Stated problem
In the editorial on the oil spill, take the part that opens with the words "For the world-wide" and closes with "is just beginning.", and write it out again, switching "drilling vessel" to "drilling rig".

Text block
▼

OGEL Special Issue: Oil Spills
Article from: OGEL 3 (2010), in Editorial
"From Summer of Optimism to Summer of Despair"
For the world-wide petroleum industry, the spring and summer of 2010, which could have been remembered as the beginning of the process to open more offshore areas of the United States to oil and gas exploration, will instead be remembered as the time of the BP oil spill.[1] The spill began on April 20th with the loss of 11 crew members and the Deepwater Horizon drilling vessel at the Macondo well[2] in the Gulf of Mexico. Oil has stopped flowing into the Gulf, though only after a record spillage that has been estimated at about five million barrels. But the well is not yet plugged, damage assessment and cleanup continue, and litigation of claims and liability is just beginning.
Earlier in April, the U.S. President, with substantial support from the coastal states and their Congressional delegates, had committed the federal government to facilitate additional exploration and development of the U.S. OCS. The Deepwater Horizon tragedy will likely result in keeping U.S. offshore areas off limits — at least for the immediate future — and delaying and increasing the cost of exploration and development of those areas that remain open, which will make it harder for smaller companies to participate. The spill will likely result in tougher regulation of the oil industry in many parts of the world, but may also make some kinds of exploration and development — such as onshore, including tar sands and shale plays — and some countries with less regulatory oversight more attractive to investors. But the spill is not likely to lessen the world's reliance on oil. And though disastrous, the incident could have been worse: it could have occurred at a time of tight oil supplies, which would have spiked oil prices, or it could have happened under the supervision of a smaller operator that might not have been able to finance the control of the well and the cleanup of the Gulf.
While BP, some of BP's contractors, and perhaps even the federal government may ultimately share the blame for this spill, the entire petroleum industry will feel the impact. The primary consequence will be more regulation. The only question is the extent to which the United States and other governments will tighten regulatory oversight. Certainly, governments will tighten regulations, but will they strangle the petroleum industry? Will the regulations be politically astute but technically or fiscally unsound? Might they be too weak, too strong, or misdirected? The chances for "just right" regulations are not good. Given the dysfunctional political mood in Washington, Congress may be unable to do anything, but administrative agencies are likely to act with or without Congressional action. At a minimum, market forces will bring about change because those who invest in oil stocks will insist that management pay more attention to safety.
We believe that strong, yet flexible, regulatory oversight could in the medium and long term actually strengthen the petroleum industry, much as oil conservation regulation did in the 1930s. A tough, even-handed regulator with a healthy skepticism for cost, corner-cutting, and time-saving initiatives could be just what the industry needs.[3] Indeed, such a regulator could be the industry's best friend by not permitting operators to engage in cost-saving and time-saving initiatives that offer a competitive advantage over other operators who are unwilling to take unwise risks. Such a regulator would level the playing field for all operators in what is a highly competitive industry,[4] minimize the likelihood of blowouts and other disasters reoccurring, increase public confidence in the petroleum industry and regulatory agencies, and ultimately make more likely the opening of areas now closed to exploration.

▲

Entries
▼

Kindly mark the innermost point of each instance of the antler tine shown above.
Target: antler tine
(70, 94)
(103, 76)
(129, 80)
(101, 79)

▲

The solution
For the world-wide petroleum industry, the spring and summer of 2010, which could have been remembered as the beginning of the process to open more offshore areas of the United States to oil and gas exploration, will instead be remembered as the time of the BP oil spill.[1] The spill began on April 20th with the loss of 11 crew members and the Deepwater Horizon drilling rig at the Macondo well[2] in the Gulf of Mexico. Oil has stopped flowing into the Gulf, though only after a record spillage that has been estimated at about five million barrels. But the well is not yet plugged, damage assessment and cleanup continue, and litigation of claims and liability is just beginning.